## Page text
# Why Julia?

A gentle pitch

Jose Storopoli, PhD
#| echo: false
#| output: false
ENV["PYCALL_JL_RUNTIME_PYTHON"] = Sys.which("python")
using PyCall

## Agenda

1. speed
2. ease-of-use
3. composability

## What I Assume?

• Python background
• scientific computing background

## Speed

Julia is fast!

Two examples:

• Data Wrangling: pandas versus DataFrames.jl
• ODE solving: scipy versus DifferentialEquations.jl

## Benchmarking — Data Wrangling

Common data wrangling scenario doing “split-apply-combine” operations.

• 10,000 observations
• 1 categorical variable x $\in \{\mathrm{A}, \mathrm{B}, \mathrm{C}, \mathrm{D}\}$
• 2 continuous variables:
• y $\in [0, 1]$
• z $\text{Normal}(0, 1)$

## Benchmarking — Data Wrangling (Python)

## Written exercise A
For each statement, say whether the slides on Julia agree, and quote the words from them that decide it. (i) The data wrangling benchmark uses 10,000 observations. (ii) The ODE solving comparison sets pandas against DifferentialEquations.jl. (iii) The slides assume an R background.

## Data supplied

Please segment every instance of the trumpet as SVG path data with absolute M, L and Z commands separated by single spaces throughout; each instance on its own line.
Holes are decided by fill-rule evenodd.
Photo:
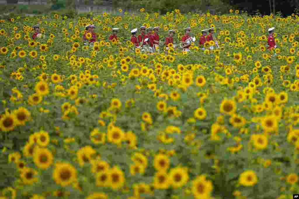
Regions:
M 192 42 L 194 42 L 196 40 L 195 37 L 191 37 L 186 40 L 184 42 L 181 42 L 180 44 L 180 48 L 184 48 L 187 46 L 191 44 Z
M 220 48 L 219 47 L 219 44 L 218 43 L 218 41 L 216 39 L 216 36 L 215 36 L 215 34 L 213 33 L 213 37 L 214 38 L 214 40 L 215 40 L 215 45 L 216 45 L 216 48 Z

## Written exercise B
Echo every line of the entry that follows the slides on Julia, including its region outlines, but leave the picture out.

## Task result A
(i) Yes: "10,000 observations". (ii) No: "ODE solving: scipy versus DifferentialEquations.jl". (iii) No: "Python background".

## Task result B
Please segment every instance of the trumpet as SVG path data with absolute M, L and Z commands separated by single spaces throughout; each instance on its own line.
Holes are decided by fill-rule evenodd.
Photo:
Regions:
M 192 42 L 194 42 L 196 40 L 195 37 L 191 37 L 186 40 L 184 42 L 181 42 L 180 44 L 180 48 L 184 48 L 187 46 L 191 44 Z
M 220 48 L 219 47 L 219 44 L 218 43 L 218 41 L 216 39 L 216 36 L 215 36 L 215 34 L 213 33 L 213 37 L 214 38 L 214 40 L 215 40 L 215 45 L 216 45 L 216 48 Z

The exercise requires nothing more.